■ Exercise aim ■
Report each line of the listing below that contains the string "outline", copying every such line in full. Matching is case-sensitive.

::::::::::

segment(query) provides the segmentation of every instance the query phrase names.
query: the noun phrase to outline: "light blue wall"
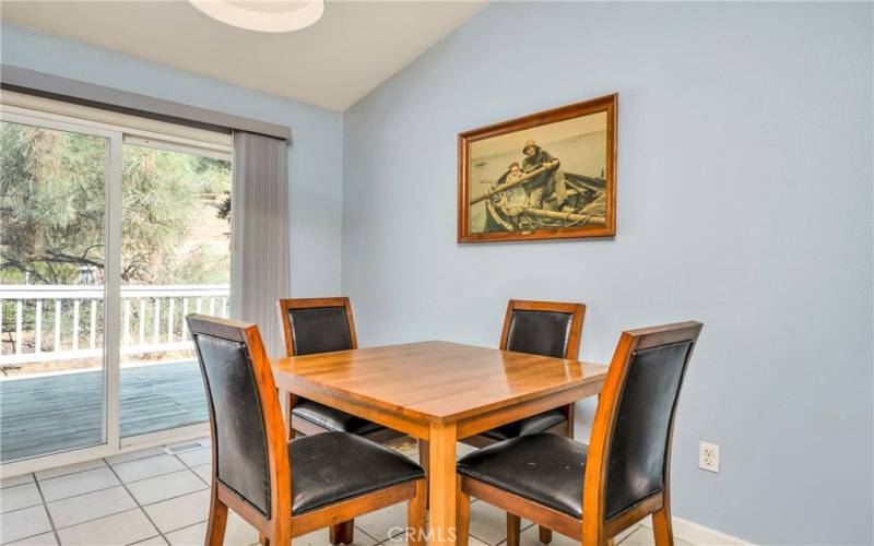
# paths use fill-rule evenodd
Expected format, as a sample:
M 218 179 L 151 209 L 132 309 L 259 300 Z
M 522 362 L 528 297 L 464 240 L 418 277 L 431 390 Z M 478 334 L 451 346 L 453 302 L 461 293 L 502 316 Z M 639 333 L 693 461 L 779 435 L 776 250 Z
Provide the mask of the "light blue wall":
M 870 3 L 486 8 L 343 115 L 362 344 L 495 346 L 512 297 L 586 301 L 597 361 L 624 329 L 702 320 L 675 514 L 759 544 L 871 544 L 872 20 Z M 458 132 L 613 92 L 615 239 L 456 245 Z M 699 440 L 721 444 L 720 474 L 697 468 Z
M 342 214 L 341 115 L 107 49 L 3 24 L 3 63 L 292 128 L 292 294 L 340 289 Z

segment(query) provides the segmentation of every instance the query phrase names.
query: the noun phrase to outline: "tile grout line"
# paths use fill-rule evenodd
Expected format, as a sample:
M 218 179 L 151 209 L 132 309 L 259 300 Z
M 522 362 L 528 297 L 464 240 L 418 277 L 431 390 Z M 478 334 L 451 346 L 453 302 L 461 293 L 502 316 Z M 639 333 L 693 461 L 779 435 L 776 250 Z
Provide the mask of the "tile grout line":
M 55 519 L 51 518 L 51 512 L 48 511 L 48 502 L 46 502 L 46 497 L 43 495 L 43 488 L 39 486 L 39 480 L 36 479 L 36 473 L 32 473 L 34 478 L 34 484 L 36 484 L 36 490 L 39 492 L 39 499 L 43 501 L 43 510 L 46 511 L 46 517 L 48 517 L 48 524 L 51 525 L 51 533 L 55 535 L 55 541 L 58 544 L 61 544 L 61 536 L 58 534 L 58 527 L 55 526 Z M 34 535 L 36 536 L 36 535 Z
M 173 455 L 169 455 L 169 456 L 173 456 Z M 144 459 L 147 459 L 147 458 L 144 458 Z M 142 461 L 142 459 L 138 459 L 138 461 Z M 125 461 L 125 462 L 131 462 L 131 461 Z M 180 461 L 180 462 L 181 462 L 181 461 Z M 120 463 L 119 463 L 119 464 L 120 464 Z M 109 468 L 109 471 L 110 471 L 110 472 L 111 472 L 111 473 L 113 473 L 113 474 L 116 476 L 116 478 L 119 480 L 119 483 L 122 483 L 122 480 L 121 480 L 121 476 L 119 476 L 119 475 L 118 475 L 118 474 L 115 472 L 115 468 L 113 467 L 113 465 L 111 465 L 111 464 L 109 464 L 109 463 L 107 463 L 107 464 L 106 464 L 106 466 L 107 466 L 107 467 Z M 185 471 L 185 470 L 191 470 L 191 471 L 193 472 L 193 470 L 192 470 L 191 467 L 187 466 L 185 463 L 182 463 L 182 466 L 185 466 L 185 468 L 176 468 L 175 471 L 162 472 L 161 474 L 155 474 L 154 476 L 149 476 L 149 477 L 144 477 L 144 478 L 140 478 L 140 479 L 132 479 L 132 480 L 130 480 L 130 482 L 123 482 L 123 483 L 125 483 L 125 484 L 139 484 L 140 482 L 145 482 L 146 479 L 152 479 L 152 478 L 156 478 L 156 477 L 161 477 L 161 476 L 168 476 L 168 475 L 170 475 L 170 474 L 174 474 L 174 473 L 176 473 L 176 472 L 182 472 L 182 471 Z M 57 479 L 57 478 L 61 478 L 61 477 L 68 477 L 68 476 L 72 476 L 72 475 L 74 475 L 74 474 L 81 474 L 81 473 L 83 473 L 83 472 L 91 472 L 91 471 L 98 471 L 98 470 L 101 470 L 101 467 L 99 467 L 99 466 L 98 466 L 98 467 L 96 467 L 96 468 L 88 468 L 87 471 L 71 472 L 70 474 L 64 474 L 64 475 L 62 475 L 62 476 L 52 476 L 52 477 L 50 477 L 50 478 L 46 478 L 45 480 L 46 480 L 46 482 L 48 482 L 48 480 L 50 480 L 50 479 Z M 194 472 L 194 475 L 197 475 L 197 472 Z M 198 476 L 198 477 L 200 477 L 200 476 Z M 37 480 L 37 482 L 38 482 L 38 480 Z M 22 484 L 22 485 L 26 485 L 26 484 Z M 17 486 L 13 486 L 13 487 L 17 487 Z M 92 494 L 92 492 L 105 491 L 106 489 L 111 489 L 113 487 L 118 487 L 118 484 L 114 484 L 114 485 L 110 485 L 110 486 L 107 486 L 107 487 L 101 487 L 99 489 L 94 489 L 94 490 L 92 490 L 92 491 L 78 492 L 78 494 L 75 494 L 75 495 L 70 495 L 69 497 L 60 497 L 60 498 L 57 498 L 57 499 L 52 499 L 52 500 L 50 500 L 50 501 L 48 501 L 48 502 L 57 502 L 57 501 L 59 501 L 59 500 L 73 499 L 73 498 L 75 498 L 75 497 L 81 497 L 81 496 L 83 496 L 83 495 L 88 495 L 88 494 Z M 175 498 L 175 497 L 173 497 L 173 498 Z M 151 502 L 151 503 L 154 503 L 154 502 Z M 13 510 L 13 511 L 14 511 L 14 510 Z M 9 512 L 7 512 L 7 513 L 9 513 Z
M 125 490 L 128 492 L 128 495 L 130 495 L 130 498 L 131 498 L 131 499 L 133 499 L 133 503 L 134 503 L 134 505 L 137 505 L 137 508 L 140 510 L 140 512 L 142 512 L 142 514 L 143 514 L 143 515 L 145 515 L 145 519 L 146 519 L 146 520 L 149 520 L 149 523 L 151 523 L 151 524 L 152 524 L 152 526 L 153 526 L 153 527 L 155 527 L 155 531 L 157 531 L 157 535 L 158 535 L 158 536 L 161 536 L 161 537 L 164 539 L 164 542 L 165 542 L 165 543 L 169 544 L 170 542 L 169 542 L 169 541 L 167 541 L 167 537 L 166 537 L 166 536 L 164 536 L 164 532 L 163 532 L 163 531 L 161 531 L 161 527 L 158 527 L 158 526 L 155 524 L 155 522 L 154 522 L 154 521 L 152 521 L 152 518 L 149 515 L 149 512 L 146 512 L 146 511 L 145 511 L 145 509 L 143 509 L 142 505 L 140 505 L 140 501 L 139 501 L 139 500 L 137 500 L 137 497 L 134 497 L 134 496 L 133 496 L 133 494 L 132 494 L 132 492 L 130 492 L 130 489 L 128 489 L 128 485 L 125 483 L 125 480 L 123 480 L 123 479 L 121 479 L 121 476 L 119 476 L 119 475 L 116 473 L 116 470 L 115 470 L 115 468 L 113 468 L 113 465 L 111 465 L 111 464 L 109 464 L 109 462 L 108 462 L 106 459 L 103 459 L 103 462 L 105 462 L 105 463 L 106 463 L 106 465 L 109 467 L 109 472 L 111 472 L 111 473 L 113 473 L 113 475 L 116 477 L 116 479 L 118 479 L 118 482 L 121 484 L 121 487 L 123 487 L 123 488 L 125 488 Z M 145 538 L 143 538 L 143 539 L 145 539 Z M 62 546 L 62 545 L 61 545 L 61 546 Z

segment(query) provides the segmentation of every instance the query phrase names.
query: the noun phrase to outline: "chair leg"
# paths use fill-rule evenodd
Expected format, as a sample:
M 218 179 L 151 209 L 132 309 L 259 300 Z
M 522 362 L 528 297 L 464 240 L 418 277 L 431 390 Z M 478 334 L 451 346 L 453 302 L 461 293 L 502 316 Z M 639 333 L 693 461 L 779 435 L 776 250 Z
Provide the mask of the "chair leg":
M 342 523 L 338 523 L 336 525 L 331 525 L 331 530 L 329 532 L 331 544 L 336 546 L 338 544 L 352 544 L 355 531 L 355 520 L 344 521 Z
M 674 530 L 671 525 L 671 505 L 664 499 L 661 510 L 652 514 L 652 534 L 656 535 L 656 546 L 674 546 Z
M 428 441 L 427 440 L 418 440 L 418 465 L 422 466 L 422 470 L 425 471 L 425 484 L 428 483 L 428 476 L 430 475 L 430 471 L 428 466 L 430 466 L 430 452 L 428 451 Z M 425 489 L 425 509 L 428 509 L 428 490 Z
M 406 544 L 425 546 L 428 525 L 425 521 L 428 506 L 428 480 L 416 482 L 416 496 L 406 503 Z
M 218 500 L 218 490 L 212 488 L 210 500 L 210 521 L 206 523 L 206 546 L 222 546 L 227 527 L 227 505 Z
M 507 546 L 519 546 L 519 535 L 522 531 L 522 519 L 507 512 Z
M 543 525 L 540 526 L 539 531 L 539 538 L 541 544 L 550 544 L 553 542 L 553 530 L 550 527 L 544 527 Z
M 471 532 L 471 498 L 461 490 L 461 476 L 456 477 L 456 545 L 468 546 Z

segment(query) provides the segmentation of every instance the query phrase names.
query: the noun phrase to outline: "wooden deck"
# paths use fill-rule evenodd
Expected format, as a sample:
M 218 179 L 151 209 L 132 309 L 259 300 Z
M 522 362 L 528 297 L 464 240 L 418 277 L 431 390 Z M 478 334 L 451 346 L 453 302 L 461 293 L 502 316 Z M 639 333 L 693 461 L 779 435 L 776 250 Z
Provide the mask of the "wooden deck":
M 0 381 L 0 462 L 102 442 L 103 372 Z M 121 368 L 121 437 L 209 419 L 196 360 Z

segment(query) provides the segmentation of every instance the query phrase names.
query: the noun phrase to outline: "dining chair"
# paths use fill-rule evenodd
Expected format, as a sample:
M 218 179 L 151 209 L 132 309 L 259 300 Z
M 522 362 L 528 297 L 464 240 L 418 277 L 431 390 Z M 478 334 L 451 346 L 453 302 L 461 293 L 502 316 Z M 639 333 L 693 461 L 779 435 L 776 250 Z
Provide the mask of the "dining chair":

::::::::::

■ Completed task ■
query: the noun phrase to outline: "light blue wall"
query: the noun phrase to outline: "tile grout line"
query: the noun phrase to outline: "chair leg"
query: the noun phrase to outline: "wooden deck"
query: the noun phrase to outline: "dining chair"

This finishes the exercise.